• _ZADANIE 1_:
Przetłumacz na angielski to zdanie z fragmentu o rządzie Mazowieckiego: „Problemami realnymi, które szczególnie doskwierały Polakom, były notoryczny brak zaopatrzenia i inflacja.”
• _ZADANIE 2_:
Jakiego pojęcia, według fragmentu o rządzie Mazowieckiego, nie znało ówczesne społeczeństwo?
• _ZADANIE 3_:
Proszę rozwinąć fragment o rządzie Mazowieckiego, dopisując dalszy ciąg po jego ostatnim zdaniu.

• _FRAGMENT STRONY_:
^^^^^^^^

Obwinienie za charakter reform wyłącznie rządu Tadeusza Mazowieckiego jest jednak nadużyciem. Rzadko bowiem kiedy rząd w takim stopniu jak ten – w sposób głęboko demokratyczny – mylił się wspólnie ze społeczeństwem, a nie przeciw społeczeństwu. Choć z dzisiejszej perspektywy głos Tadeusza Kowalika i lewicowych ekonomistów „Solidarności” wydaje się znacznie bardziej przekonujący – to wówczas byli oni wołającymi na puszczy. Nie dlatego, że eksperci z Chicago i George Soros dyktowali polskiemu rządowi konkretne rozwiązania, lecz dlatego, że ówczesne społeczeństwo nie znało pojęcia bezrobocia, a więc nie traktowało go jako groźby realnej. Problemami realnymi, które szczególnie doskwierały Polakom, były notoryczny brak zaopatrzenia i inflacja.
 
Rząd popularny jak żaden
Przywilej późnego urodzenia pozwala wielu lewicowym publicystom w pełni zignorować sytuację życiową Polaków drugiej połowy lat osiemdziesiątych. Polska wyróżniała się wówczas negatywnie nawet na tle innych państw bloku wschodniego. Codzienne braki żywności, godziny spędzone w kolejkach, a jednocześnie pojawiające się na bazarach towary, na które – przy dramatycznej inflacji – nikogo poza nieliczną kastą prywaciarzy nie było stać. Równość i pełne zatrudnienie nie były wówczas doceniane – bo nikt nie zdawał sobie sprawy z możliwości ich utraty. A to, co ludziom wydaje się pewne i oczywiste, nie jest przedmiotem ich politycznych dążeń. Popatrzmy więc na ten okres przez pryzmat ogólnopolskich badań na próbach reprezentatywnych.

^^^^^^^^

[Wiersze zbioru danych]
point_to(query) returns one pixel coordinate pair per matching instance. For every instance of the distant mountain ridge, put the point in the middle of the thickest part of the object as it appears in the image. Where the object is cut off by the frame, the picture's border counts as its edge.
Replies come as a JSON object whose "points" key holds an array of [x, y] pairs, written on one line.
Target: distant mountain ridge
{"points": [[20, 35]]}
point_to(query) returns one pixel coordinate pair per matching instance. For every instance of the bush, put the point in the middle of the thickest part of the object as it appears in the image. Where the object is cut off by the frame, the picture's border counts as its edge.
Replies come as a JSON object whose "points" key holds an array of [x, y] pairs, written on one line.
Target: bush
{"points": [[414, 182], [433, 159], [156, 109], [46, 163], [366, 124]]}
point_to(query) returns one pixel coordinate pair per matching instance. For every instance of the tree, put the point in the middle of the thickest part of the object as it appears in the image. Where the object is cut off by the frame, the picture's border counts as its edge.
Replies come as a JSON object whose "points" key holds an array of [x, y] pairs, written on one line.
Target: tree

^^^^^^^^

• _OCZEKIWANA ODPOWIEDŹ 1_:
The real problems that particularly troubled Poles were the chronic lack of supplies and inflation.

• _OCZEKIWANA ODPOWIEDŹ 2_:
Pojęcia bezrobocia.

• _OCZEKIWANA ODPOWIEDŹ 3_:
 
Rok 1989 to okres licznych strajków – zarówno załóg przemysłowych, jak i studentów i organizacji patriotycznych. Strajki te, choć do dziś silnie obecne w pamięci zbiorowej, były jednak przez Polaków gremialnie potępiane. Pod koniec 1989 roku prawie 80% Polaków uważała strajkowanie przeciw rządowi Mazowieckiemu za niesłuszne (choć jeszcze w 1988 roku niemal połowa Polaków uważała strajki antyrządowe za słuszne).
 
Rząd Mazowieckiego miał za sobą poparcie, jakiego nie miał chyba żaden rząd w historii Polski. W listopadzie 1989 rząd popierało 82% Polaków, senat 81%, a sejm 80% społeczeństwa. Plan Balcerowicza, przedstawiony na przełomie września i października (tak – był to czas, gdy władze starały się dokładnie informować społeczeństwo o swoich posunięciach) był przyjęty hiper-entuzjastycznie. O ile we wrześniu 1989 roku 39% Polaków przewidywało, że w ciągu najbliższych 3 lat nastąpi poprawa ich sytuacji materialnej – o tyle w październiku wierzyło w to 44%, a w listopadzie już 57%. Widać to również w ogólnych ocenach nastrojów społecznych: w listopadzie 33% Polaków ocenia nastroje społeczne jako dobre (we wrześniu i październiku tylko 11-12%). Także w listopadzie (czyli już po ogłoszeniu planu Balcerowicza) pracę rządu pozytywnie ocenia 73% badanych. Czy którykolwiek z rządów ostatniej dekady mógłby liczyć na taką legitymację?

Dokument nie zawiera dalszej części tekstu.